#### Short exercise:
Reproduce the passage on police procedurals from "Police procedurals on the big" up to and including "is going on.".

#### Extracted text:
□ □ □

Police procedurals on the big screen seem to favor federalism; and police procedurals on the small screen of television, tend to favor "state's right's," or what we will call localism, local jurisdiction priority.

What on Earth am I talking about?

Well, on television, the police procedural shows tend to view the federal government (in the form of the FBI primarily), as the boogie man, an unwelcome, intrusive, invading presence. The "feds," as they are usually called, always want information and never want to give it to the locals.

The "feds" are always invoking "national security," or some such, as a justification for interference with local criminal investigations. They always want the locals to cease their investigation of some X figure because of the priority of whatever federal investigation is going on.

On the big screen, "the feds" tend to be regarded as saviors. This, at least, is usually the perspective of an often lone, noble, local cop battling heroically against homegrown corruption. He's holding on until "The Big Heat" comes down cleans out the rot of local institutions, including, regrettably, state or municipal law enforcement.

"The Big Heat," which is the title of the film means simply this: the cleansing wrath of federal intervention.

At one point in the film, the protagonist, played by Glenn Ford as the heroic local cop, invokes this phrase, the very title of the movie, as a kind of prayerful invocation of divine purification from above --- albeit in a gravelly-voiced, hardboiled, matter-of-fact sort of way, worthy of the film noir genre, and its "pulp fiction" literature source material.

□ □ □

Items from a data source:

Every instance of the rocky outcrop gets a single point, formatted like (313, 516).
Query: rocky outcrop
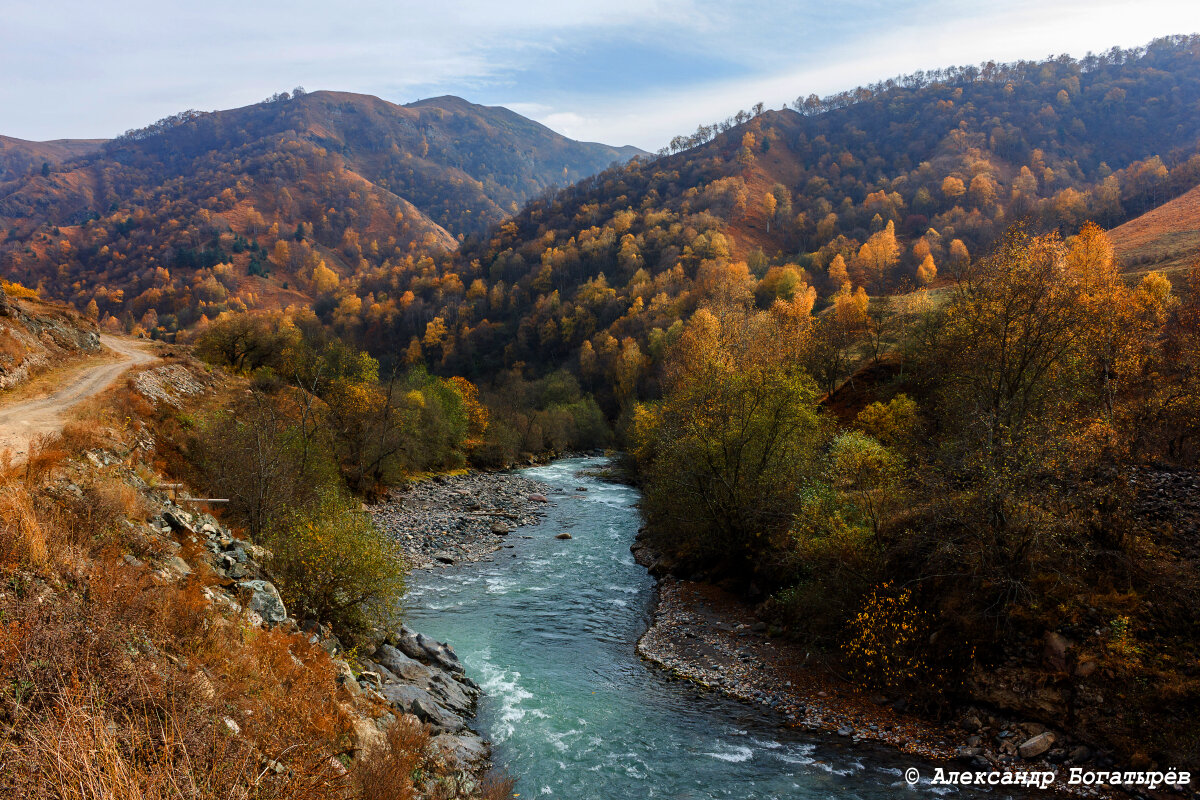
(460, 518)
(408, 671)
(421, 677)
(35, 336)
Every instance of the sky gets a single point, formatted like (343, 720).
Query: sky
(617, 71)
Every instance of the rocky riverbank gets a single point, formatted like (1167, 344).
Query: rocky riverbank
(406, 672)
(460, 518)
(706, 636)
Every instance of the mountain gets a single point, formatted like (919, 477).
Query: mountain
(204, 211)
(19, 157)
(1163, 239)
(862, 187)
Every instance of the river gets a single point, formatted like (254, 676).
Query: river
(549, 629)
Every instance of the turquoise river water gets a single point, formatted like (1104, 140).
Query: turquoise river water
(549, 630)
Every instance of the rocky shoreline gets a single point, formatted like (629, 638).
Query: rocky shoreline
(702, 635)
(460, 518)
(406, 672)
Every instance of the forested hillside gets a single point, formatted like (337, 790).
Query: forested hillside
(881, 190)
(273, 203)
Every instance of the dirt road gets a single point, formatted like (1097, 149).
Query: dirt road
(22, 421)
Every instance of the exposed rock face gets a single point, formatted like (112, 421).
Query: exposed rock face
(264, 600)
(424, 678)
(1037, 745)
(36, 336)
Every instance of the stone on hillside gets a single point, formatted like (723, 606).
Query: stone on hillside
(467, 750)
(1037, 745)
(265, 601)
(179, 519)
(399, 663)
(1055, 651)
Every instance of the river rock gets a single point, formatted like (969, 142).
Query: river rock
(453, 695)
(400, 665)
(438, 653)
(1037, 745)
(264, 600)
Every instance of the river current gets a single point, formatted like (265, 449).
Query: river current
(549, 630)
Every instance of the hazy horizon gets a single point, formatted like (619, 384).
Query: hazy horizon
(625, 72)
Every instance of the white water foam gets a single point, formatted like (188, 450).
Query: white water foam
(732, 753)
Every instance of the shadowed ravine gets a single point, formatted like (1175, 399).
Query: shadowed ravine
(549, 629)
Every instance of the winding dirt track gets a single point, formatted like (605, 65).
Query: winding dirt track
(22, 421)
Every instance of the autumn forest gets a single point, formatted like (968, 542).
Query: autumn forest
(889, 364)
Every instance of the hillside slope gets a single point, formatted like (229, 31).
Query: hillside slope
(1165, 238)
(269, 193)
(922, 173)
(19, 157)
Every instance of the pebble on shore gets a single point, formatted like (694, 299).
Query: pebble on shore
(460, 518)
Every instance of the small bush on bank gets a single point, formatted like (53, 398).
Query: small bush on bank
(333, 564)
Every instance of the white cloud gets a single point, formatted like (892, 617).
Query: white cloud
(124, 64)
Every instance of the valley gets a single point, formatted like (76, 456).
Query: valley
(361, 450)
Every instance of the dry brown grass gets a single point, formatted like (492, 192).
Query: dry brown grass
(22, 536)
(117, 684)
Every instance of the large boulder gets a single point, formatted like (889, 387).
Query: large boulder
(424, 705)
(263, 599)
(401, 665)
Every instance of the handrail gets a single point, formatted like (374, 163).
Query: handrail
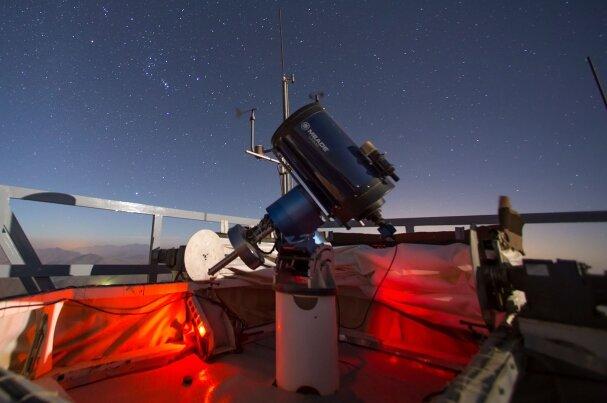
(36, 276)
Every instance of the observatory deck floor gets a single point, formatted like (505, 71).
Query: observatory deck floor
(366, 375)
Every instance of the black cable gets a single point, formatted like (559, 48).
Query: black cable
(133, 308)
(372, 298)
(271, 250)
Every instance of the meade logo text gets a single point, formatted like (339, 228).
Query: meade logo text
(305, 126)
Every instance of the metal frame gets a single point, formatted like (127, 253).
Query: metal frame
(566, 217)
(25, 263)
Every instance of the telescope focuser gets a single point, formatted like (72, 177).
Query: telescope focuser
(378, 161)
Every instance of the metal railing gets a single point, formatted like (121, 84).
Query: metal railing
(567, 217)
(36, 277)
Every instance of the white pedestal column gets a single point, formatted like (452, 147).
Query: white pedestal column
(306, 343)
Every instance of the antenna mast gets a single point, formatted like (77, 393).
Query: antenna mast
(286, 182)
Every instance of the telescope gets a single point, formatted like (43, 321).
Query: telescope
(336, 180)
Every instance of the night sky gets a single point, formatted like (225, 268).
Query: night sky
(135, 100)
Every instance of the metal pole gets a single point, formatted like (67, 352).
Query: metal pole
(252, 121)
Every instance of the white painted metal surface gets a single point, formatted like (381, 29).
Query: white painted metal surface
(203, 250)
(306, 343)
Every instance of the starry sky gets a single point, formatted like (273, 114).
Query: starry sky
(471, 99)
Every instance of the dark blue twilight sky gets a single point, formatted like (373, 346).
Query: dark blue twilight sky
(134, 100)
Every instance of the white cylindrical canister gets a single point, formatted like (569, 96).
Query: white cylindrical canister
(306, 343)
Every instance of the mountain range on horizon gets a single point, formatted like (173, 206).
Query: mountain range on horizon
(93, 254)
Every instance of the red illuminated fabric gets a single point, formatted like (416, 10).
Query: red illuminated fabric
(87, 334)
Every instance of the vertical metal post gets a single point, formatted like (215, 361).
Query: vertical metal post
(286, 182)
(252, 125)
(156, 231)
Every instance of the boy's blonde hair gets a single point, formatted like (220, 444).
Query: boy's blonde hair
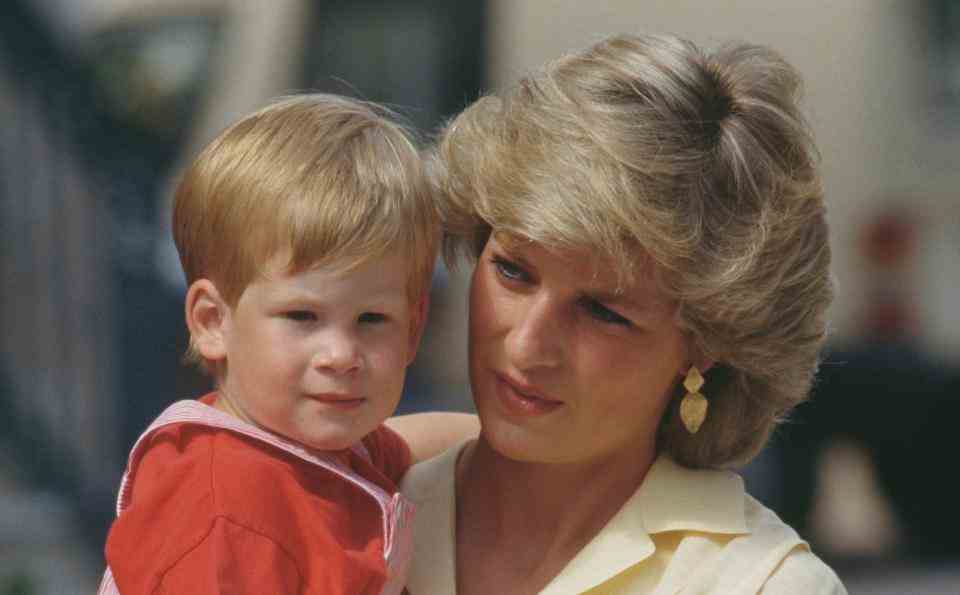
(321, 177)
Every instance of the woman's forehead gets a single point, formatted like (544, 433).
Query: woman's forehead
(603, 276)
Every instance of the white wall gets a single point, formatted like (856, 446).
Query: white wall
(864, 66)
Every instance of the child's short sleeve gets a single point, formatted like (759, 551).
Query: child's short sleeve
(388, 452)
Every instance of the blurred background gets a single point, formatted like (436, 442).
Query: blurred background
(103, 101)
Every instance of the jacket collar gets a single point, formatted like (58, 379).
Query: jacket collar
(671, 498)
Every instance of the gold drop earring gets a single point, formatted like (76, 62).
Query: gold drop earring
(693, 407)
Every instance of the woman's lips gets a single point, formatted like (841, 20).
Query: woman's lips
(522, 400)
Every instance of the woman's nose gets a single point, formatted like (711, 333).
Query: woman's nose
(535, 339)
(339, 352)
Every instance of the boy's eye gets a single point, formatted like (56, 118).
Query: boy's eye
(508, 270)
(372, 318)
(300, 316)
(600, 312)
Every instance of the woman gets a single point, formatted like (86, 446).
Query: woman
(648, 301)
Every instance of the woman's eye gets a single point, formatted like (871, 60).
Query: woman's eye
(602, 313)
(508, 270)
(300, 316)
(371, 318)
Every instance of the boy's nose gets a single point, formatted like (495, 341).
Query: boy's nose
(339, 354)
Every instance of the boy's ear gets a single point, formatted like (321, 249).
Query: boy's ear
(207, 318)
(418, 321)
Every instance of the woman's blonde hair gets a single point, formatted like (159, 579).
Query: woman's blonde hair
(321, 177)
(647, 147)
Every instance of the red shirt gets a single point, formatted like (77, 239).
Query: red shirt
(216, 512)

□ □ □

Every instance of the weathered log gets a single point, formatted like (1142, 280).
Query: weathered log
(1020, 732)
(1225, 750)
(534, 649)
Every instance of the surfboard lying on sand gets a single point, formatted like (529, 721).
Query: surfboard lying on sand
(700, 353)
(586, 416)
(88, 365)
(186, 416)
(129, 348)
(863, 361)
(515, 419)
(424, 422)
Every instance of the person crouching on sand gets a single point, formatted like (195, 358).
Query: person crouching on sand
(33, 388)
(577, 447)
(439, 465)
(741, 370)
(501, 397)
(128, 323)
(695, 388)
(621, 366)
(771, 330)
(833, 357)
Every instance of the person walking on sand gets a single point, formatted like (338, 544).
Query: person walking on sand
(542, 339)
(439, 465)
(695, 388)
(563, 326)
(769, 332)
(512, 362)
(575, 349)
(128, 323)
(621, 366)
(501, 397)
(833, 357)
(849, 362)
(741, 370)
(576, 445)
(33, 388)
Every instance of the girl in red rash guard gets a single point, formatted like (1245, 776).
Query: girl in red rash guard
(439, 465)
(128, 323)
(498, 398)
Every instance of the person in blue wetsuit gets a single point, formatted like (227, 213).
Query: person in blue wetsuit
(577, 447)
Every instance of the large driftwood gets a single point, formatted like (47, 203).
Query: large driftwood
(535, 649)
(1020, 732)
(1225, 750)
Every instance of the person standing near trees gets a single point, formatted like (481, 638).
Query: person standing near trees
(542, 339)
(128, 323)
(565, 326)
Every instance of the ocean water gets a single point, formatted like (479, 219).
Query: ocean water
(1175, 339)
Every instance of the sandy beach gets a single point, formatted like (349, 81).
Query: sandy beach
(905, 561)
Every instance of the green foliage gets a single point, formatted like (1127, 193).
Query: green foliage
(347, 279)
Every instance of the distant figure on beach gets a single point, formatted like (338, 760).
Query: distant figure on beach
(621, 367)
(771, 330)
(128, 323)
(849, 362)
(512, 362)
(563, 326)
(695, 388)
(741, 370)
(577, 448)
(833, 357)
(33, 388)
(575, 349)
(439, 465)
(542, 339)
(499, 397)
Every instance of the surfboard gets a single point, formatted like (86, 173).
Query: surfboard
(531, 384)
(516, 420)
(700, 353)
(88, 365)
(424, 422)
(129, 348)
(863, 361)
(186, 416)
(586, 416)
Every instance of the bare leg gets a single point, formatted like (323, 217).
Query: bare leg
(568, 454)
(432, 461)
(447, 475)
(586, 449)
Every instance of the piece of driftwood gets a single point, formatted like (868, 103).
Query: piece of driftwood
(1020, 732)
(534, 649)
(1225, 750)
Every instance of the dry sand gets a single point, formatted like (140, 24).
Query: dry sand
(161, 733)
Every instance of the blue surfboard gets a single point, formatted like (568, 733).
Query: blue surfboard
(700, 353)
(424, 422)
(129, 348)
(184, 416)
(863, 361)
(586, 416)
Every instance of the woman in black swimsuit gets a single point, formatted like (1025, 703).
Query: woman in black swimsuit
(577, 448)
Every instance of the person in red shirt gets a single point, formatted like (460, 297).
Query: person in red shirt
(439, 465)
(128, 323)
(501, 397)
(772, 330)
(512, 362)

□ □ □

#### Right answer:
Police procedurals on the big screen seem to favor federalism; and police procedurals on the small screen of television, tend to favor "state's right's," or what we will call localism, local jurisdiction priority.

What on Earth am I talking about?

Well, on television, the police procedural shows tend to view the federal government (in the form of the FBI primarily), as the boogie man, an unwelcome, intrusive, invading presence. The "feds," as they are usually called, always want information and never want to give it to the locals.

The "feds" are always invoking "national security," or some such, as a justification for interference with local criminal investigations. They always want the locals to cease their investigation of some X figure because of the priority of whatever federal investigation is going on.